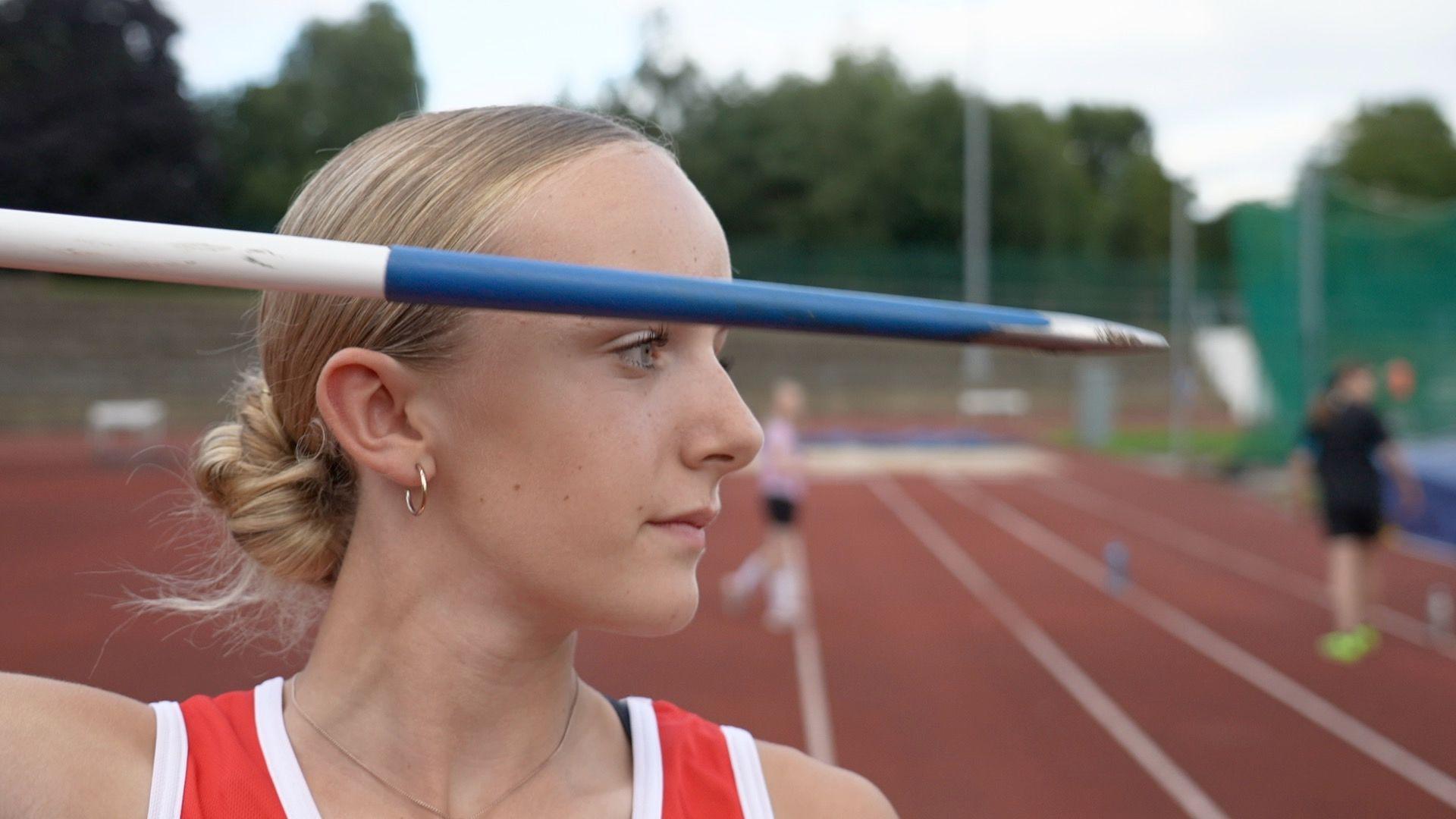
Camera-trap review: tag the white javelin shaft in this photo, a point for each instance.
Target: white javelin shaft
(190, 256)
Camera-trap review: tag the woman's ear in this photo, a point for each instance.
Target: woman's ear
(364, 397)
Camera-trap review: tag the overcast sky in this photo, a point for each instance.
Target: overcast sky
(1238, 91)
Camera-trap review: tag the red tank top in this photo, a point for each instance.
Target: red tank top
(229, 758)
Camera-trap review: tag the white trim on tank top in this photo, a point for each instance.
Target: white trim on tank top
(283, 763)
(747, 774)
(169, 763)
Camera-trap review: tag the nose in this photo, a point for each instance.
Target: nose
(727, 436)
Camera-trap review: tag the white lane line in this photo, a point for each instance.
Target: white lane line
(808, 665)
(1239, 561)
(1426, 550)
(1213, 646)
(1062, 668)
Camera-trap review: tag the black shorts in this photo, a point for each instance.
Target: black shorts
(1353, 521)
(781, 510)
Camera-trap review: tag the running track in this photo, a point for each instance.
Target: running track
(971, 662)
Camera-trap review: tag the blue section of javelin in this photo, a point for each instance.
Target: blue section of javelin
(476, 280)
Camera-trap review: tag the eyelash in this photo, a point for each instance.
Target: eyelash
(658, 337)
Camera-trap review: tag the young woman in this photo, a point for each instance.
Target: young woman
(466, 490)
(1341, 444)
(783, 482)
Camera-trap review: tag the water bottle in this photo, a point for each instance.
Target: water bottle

▬▬▬▬▬▬

JOB:
Reproduce every one of the lines above with "tank top" swapped for "singlet" wherever it appears and nothing else altered. Leave the pictures out.

RESPONSE FOR THIS EXERCISE:
Camera-trap review: tag the white javelin shaft in this photo, a point for each instance.
Target: white javelin shaft
(190, 256)
Camera-trap review: tag the woman's ear in this photo, a point for each instance.
Target: woman's ear
(364, 397)
Camera-trap review: tag the overcast sky in this photo, a point for each instance.
Target: overcast sky
(1238, 91)
Camera-trap review: tag the red singlet in this photo, a point for each instance.
Target: red singlet
(229, 758)
Camera-trap review: tag the white trim on singlet in this photo, a point for each instance.
Target: white trim on singlet
(283, 763)
(747, 774)
(169, 763)
Camera-trap review: tag the nose in this photo, a point for each instance.
Target: nose
(727, 436)
Camera-trap review: tag the white lane line in this photo, a point for each instance.
Target: white lane line
(808, 665)
(1239, 561)
(1426, 550)
(1213, 646)
(1062, 668)
Camera-trap review: tag the black shorts in this photo, a point for each instance.
Target: black shorts
(1353, 521)
(781, 510)
Camera-trap review: tag the running track in this photo, a point for each instance.
Target: running track
(971, 662)
Camera-trap review: tag the blue section of javelin in this photo, a point for each instance.
Target: blue section of javelin
(476, 280)
Camera-trap review: tag the eyelash in this photo, a point for each instance.
Target: eyelash
(658, 337)
Camera-trap review: tag the young woman in this photo, a point for each instance.
Target: young woman
(466, 490)
(1341, 444)
(783, 482)
Camera-trap review: tag the water bottle in this photo, a point for each instance.
Target: water bottle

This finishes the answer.